- To do:
Swap "Mark" for "Place" in the material from the line containing "Mark one point on each instance of the green side" through the end of the material, and reproduce only those lines with nothing else altered.

- Data shown:
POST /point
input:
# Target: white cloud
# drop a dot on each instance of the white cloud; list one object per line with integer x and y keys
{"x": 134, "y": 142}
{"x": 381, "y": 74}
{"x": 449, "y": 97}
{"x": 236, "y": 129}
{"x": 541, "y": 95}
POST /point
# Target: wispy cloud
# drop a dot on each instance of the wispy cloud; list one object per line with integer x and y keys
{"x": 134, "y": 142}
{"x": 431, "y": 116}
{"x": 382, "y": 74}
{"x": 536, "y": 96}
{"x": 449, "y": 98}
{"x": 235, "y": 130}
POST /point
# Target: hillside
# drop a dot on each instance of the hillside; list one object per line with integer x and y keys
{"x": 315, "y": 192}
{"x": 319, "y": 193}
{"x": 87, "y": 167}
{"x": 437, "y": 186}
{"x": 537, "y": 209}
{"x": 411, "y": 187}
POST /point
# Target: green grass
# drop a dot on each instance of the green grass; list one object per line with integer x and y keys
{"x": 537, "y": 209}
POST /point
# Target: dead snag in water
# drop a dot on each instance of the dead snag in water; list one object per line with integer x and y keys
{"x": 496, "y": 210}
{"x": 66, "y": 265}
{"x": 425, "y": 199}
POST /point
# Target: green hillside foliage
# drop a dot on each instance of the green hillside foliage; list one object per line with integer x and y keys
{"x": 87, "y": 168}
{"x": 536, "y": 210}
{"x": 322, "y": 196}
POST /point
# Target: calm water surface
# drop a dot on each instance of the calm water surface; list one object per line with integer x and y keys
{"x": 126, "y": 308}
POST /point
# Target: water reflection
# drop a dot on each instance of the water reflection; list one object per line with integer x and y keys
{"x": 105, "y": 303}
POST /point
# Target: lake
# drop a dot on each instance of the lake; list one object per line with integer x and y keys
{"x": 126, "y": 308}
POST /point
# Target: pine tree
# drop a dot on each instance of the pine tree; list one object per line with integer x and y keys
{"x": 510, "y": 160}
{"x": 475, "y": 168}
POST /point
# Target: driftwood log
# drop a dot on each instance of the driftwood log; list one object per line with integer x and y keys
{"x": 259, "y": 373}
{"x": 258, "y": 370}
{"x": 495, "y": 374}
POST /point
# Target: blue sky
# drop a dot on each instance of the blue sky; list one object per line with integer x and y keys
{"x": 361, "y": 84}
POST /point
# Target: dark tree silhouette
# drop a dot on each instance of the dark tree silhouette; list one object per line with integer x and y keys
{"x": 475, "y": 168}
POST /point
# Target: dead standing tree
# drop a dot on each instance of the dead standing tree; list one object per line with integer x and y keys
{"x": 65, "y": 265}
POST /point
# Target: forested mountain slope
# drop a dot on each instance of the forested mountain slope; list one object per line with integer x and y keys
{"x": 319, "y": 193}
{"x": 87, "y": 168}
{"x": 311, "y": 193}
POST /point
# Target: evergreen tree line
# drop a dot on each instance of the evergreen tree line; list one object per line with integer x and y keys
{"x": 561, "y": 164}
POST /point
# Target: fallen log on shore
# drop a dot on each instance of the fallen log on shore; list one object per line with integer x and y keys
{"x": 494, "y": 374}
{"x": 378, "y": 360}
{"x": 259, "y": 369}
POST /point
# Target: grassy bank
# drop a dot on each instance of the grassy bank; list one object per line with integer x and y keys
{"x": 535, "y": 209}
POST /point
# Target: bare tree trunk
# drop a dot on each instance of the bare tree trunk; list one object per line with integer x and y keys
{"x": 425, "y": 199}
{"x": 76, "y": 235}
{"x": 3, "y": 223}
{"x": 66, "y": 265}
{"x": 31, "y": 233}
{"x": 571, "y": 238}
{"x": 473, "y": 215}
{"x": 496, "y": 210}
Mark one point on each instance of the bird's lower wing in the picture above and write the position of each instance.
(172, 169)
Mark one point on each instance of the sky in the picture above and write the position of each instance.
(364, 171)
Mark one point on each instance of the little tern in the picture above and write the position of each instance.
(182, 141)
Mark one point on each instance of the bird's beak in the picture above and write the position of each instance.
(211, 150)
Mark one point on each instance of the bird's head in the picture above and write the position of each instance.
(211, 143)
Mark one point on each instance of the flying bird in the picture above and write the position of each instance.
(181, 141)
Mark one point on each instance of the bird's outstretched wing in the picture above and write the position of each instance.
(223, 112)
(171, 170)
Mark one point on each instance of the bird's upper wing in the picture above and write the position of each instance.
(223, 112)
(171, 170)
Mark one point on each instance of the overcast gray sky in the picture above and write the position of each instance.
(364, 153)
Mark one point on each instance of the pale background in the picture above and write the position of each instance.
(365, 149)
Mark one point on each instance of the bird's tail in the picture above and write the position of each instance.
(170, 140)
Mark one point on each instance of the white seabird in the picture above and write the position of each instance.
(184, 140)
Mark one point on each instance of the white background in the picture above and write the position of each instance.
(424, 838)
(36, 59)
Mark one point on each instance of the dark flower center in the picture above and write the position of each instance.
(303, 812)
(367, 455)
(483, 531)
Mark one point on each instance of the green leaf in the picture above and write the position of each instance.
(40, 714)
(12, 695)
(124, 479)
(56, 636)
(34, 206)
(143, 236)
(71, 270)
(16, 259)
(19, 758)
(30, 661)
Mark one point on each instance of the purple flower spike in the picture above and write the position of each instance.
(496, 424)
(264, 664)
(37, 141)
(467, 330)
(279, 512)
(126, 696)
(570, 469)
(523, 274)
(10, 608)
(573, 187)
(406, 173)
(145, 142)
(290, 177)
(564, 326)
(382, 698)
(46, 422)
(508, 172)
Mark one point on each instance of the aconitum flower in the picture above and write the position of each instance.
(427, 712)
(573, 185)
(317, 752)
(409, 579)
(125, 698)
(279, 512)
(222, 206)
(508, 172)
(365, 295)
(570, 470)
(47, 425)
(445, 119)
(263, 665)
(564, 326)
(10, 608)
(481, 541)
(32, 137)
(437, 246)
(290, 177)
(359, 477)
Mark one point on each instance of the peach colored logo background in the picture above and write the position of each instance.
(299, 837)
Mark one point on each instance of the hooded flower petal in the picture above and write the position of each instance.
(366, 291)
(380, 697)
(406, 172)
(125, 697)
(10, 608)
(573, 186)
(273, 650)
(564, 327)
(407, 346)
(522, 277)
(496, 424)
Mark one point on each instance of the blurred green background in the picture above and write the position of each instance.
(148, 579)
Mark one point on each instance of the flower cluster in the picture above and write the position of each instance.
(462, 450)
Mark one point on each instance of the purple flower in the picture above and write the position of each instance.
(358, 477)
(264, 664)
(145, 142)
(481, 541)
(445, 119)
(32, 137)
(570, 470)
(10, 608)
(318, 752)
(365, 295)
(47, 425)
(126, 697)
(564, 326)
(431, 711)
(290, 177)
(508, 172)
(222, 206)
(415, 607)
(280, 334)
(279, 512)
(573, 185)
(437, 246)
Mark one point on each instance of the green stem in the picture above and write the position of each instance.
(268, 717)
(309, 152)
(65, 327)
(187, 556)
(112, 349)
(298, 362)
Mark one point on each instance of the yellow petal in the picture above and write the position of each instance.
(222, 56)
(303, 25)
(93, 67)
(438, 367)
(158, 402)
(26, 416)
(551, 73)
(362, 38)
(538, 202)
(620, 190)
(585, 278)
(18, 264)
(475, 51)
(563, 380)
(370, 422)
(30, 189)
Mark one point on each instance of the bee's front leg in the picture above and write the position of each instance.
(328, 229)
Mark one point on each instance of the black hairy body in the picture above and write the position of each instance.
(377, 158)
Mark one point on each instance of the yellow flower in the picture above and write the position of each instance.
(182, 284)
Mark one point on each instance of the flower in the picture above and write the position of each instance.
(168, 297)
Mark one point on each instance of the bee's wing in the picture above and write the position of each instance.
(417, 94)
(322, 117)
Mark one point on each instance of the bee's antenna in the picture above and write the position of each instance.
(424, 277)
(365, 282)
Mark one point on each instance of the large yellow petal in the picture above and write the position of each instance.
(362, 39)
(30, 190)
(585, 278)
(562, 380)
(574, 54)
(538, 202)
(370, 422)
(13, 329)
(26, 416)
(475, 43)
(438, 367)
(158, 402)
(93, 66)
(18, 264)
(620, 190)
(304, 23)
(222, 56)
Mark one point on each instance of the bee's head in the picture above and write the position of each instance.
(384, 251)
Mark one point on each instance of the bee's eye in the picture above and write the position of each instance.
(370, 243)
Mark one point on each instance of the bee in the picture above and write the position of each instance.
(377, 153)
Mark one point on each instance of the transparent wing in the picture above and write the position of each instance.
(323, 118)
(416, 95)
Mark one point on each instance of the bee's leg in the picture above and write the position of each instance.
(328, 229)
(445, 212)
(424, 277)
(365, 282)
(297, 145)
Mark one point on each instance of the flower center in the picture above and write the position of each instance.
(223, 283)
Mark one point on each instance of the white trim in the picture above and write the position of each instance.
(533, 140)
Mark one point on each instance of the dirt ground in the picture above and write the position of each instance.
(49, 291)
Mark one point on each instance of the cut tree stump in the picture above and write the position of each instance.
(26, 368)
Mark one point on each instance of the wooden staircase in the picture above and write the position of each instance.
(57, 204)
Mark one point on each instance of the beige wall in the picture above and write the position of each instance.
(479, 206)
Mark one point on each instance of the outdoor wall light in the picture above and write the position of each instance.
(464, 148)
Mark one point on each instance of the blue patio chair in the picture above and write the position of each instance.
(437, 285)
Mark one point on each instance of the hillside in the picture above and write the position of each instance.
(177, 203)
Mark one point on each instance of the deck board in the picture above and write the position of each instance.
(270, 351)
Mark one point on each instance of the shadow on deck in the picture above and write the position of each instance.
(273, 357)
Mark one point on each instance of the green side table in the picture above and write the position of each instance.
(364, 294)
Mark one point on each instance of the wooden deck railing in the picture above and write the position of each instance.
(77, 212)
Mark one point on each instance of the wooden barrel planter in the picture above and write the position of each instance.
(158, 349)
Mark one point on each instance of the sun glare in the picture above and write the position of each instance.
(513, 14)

- Result of this task:
Place one point on each instance of the green side table in the picture above and write the position of each instance.
(364, 294)
Place one point on each instance of the wooden deck railing in the picture above and write the position of each instance.
(77, 212)
Place one point on each instance of the wooden barrel planter in the picture above and write the position of each instance.
(158, 349)
Place one point on each instance of the sun glare in the picture above and write the position of each instance.
(513, 14)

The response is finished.